**WORK ITEM:**
What you return must match the entries word for word, minus the pictures.

**DATA:**
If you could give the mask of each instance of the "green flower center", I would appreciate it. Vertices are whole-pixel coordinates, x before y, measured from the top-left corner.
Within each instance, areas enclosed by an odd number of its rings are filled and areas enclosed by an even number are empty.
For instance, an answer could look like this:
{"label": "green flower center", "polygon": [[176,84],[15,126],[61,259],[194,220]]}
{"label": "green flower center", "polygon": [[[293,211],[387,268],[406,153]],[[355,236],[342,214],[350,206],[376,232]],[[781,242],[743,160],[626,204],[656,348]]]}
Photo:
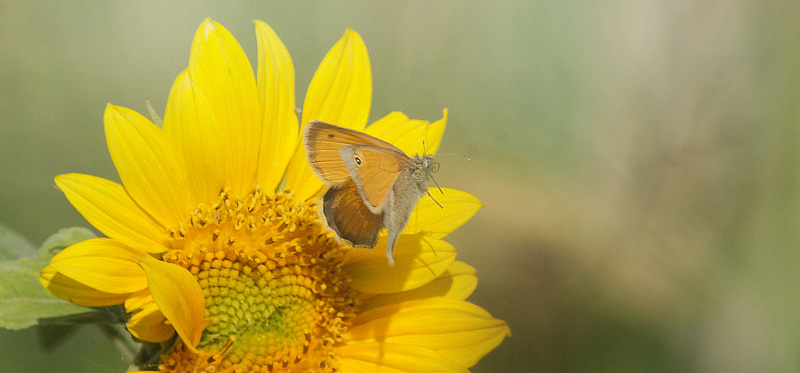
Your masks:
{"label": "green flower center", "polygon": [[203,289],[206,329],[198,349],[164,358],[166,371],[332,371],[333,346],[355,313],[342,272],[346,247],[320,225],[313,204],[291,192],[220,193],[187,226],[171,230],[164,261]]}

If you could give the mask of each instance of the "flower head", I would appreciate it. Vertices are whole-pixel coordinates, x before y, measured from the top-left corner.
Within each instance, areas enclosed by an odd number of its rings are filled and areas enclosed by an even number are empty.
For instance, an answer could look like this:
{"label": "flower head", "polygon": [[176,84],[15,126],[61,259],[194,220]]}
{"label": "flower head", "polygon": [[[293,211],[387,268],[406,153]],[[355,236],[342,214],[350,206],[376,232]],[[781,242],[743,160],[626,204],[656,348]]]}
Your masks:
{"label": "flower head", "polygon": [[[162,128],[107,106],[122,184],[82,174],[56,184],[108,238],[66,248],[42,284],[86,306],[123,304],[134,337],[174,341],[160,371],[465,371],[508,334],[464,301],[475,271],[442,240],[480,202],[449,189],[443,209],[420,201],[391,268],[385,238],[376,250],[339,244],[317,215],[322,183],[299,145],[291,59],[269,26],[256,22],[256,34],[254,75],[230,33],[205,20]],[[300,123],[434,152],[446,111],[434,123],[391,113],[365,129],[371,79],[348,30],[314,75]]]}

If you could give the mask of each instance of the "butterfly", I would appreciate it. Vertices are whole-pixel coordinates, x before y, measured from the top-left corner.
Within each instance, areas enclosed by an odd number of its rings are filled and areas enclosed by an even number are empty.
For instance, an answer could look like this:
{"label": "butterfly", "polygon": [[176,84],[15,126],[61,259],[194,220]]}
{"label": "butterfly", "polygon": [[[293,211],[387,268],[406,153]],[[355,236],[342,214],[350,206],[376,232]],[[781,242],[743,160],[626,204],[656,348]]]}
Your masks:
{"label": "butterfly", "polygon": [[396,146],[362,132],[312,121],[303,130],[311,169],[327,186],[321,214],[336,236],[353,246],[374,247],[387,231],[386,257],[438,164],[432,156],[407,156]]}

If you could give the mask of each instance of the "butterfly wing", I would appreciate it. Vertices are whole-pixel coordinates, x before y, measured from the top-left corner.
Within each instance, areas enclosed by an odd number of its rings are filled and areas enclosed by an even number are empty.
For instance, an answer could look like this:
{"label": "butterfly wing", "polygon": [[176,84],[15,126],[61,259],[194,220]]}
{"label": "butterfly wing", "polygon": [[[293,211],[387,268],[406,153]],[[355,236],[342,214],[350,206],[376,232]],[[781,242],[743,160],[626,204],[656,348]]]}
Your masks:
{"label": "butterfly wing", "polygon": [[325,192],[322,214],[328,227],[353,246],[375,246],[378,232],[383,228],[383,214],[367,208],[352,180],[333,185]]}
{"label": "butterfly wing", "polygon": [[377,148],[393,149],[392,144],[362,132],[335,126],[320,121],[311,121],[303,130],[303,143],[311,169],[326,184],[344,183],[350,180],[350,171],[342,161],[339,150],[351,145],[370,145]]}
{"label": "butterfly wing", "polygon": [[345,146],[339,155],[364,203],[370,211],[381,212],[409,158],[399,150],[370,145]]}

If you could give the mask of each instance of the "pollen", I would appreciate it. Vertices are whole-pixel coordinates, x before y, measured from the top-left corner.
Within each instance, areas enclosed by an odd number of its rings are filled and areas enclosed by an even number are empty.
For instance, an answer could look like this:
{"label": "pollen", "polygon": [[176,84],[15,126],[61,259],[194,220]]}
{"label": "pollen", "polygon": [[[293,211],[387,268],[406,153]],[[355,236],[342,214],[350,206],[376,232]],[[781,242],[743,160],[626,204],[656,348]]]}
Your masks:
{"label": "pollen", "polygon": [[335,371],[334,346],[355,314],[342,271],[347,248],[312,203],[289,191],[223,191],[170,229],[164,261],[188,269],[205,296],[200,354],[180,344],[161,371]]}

**REPLY TO THE TASK:**
If you could give the mask of each instance of the "green flower center", I would appreciate it. Vertices are whole-pixel coordinates, x before y, measured from the top-left corner.
Within each instance, areas enclosed by an odd number of its rings are filled and areas enclosed by an even number are empty.
For instance, an answer could look like this:
{"label": "green flower center", "polygon": [[176,84],[15,126],[61,259],[194,220]]}
{"label": "green flower center", "polygon": [[[293,211],[387,268],[406,153]],[[355,236],[342,214],[350,206],[376,232]],[[781,242],[743,160],[626,204],[656,348]]]}
Photo:
Your masks:
{"label": "green flower center", "polygon": [[203,289],[206,329],[198,349],[164,358],[166,371],[332,371],[333,346],[355,313],[342,272],[346,247],[320,225],[313,204],[291,192],[220,193],[187,226],[171,230],[164,261]]}

If you could give the mask of each instance of the "flower head", I would appreciate it. Vertices are whole-pixel coordinates, x before y, measured from the top-left corner.
Within each instance, areas enclosed by an odd number of its rings are filled and areas enclosed by an even number are empty.
For instance, an answer could look like this:
{"label": "flower head", "polygon": [[176,84],[15,126],[61,259],[194,220]]}
{"label": "flower head", "polygon": [[[293,211],[387,268],[406,153]],[[355,236],[342,214],[350,206],[376,232]],[[781,242],[743,160],[626,204],[656,348]]]}
Your masks:
{"label": "flower head", "polygon": [[[162,128],[107,106],[122,184],[82,174],[56,184],[108,238],[66,248],[42,284],[86,306],[123,304],[134,337],[174,341],[160,371],[465,371],[508,334],[464,301],[475,271],[442,240],[480,202],[449,189],[443,209],[420,201],[391,268],[385,238],[376,250],[339,244],[317,215],[322,183],[299,145],[291,59],[269,26],[256,22],[256,34],[254,75],[230,33],[205,20]],[[300,123],[434,152],[446,111],[434,123],[391,113],[365,129],[371,79],[348,30],[314,75]]]}

If you could give the mask of each instance of the "butterfly", I would appreciate it. Vertices are whole-pixel coordinates, x before y, measured from the top-left corner.
Within each instance, areas enclosed by an odd number of its rings are filled and areas enclosed by an even number are empty.
For instance, an answer could look like this:
{"label": "butterfly", "polygon": [[176,84],[15,126],[61,259],[194,220]]}
{"label": "butterfly", "polygon": [[[293,211],[387,268],[406,153]],[[355,236],[342,214],[350,206],[376,232]],[[781,242],[743,160],[626,204],[656,348]]]}
Your masks:
{"label": "butterfly", "polygon": [[396,146],[362,132],[312,121],[303,130],[311,169],[327,186],[321,214],[336,236],[353,246],[374,247],[387,231],[386,257],[438,164],[432,156],[407,156]]}

If you could give the mask of each instance of the "butterfly wing", I would appreciate it. Vertices are whole-pixel coordinates, x before y, measured from the top-left corner.
Within each instance, areas enclosed by an odd number of its rings are filled and areas enclosed by an even number are empty.
For instance, an answer could look like this:
{"label": "butterfly wing", "polygon": [[176,84],[15,126],[61,259],[194,220]]}
{"label": "butterfly wing", "polygon": [[[293,211],[387,268],[406,153]],[[355,236],[342,214],[350,206],[376,232]],[[781,242],[743,160],[626,204],[656,348]]]}
Your masks:
{"label": "butterfly wing", "polygon": [[325,192],[322,214],[328,227],[353,246],[375,246],[378,232],[383,228],[383,214],[367,208],[352,180],[333,185]]}
{"label": "butterfly wing", "polygon": [[377,148],[393,149],[392,144],[362,132],[335,126],[320,121],[311,121],[303,130],[303,143],[311,169],[326,184],[344,183],[350,180],[350,171],[342,161],[339,150],[351,145],[370,145]]}
{"label": "butterfly wing", "polygon": [[345,146],[339,155],[364,203],[370,211],[381,212],[409,158],[399,150],[370,145]]}

If you could give the mask of each instance of the "pollen", I would appreciate it. Vertices are whole-pixel coordinates, x before y, measured from the top-left corner.
Within each instance, areas enclosed by an odd number of its rings are filled and areas enclosed by an even number are empty.
For instance, an answer could look like this:
{"label": "pollen", "polygon": [[176,84],[15,126],[61,259],[194,220]]}
{"label": "pollen", "polygon": [[[293,211],[387,268],[406,153]],[[355,236],[342,214],[350,206],[376,232]],[[781,242],[743,160],[626,204],[656,348]]]}
Your masks:
{"label": "pollen", "polygon": [[335,371],[334,346],[355,314],[342,271],[347,248],[312,203],[289,191],[223,191],[170,229],[164,261],[188,269],[205,296],[200,354],[180,344],[161,371]]}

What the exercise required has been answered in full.